## [Data supplied]
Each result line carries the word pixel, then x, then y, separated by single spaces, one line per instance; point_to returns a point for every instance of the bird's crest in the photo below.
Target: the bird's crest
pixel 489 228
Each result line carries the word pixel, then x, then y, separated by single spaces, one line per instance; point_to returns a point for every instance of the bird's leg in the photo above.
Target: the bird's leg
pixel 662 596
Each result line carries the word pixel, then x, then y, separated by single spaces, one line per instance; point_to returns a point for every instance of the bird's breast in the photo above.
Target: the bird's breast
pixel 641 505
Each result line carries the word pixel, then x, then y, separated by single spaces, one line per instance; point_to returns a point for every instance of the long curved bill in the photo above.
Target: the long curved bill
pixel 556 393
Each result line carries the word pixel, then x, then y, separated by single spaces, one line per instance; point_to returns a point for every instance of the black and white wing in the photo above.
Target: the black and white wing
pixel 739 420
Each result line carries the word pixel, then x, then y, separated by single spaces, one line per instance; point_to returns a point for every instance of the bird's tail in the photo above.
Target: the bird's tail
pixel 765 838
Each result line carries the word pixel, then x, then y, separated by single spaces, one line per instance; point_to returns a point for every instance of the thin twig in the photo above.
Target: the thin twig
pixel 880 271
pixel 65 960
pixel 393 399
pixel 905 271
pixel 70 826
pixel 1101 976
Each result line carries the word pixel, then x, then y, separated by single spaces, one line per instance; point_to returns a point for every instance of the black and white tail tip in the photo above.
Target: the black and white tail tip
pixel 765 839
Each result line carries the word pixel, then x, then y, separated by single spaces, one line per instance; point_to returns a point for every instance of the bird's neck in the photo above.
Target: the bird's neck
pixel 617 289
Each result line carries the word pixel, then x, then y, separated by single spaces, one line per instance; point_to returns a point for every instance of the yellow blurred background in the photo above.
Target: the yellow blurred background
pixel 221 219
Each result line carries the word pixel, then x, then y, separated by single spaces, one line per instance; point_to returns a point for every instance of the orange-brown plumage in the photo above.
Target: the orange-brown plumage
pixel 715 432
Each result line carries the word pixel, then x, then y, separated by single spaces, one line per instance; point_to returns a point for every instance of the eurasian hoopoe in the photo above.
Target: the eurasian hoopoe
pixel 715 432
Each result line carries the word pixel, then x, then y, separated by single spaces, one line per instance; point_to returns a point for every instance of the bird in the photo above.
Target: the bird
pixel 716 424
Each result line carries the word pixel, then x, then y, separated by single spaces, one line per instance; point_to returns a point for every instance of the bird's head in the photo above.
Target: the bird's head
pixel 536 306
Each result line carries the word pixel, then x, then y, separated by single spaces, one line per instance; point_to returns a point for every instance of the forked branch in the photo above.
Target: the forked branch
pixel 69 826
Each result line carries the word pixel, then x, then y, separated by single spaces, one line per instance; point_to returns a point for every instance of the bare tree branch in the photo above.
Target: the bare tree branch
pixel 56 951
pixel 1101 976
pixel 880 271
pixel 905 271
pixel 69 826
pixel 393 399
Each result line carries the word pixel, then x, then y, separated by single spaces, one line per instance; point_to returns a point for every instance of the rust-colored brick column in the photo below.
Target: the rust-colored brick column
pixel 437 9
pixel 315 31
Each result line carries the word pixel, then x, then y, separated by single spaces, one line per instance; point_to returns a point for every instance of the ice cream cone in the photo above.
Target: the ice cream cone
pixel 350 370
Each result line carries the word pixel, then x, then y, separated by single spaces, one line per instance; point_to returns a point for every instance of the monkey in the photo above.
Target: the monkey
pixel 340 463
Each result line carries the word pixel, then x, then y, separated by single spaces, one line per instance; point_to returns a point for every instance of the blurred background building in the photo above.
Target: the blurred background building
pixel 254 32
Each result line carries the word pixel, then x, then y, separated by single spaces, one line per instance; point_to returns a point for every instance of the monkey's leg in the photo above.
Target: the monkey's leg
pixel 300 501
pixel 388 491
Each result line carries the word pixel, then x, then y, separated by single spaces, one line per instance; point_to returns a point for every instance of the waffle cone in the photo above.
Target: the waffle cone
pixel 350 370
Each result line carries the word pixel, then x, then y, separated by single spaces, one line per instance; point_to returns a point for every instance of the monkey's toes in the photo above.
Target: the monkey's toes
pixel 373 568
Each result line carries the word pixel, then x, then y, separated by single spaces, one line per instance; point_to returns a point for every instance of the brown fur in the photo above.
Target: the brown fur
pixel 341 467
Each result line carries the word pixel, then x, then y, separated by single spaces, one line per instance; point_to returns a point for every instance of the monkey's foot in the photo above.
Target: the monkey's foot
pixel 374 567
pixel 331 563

## [What you need to do]
Starting at the line that contains "foot in the photo above.", restate word for word every line through the last one in the records above. Return nothing else.

## [Result for this task]
Each result line carries the word pixel, then x, then y, separated by single spaces, one line per instance; point_to returns a point for every instance of the monkey's foot in the photo above.
Target: the monkey's foot
pixel 374 567
pixel 331 563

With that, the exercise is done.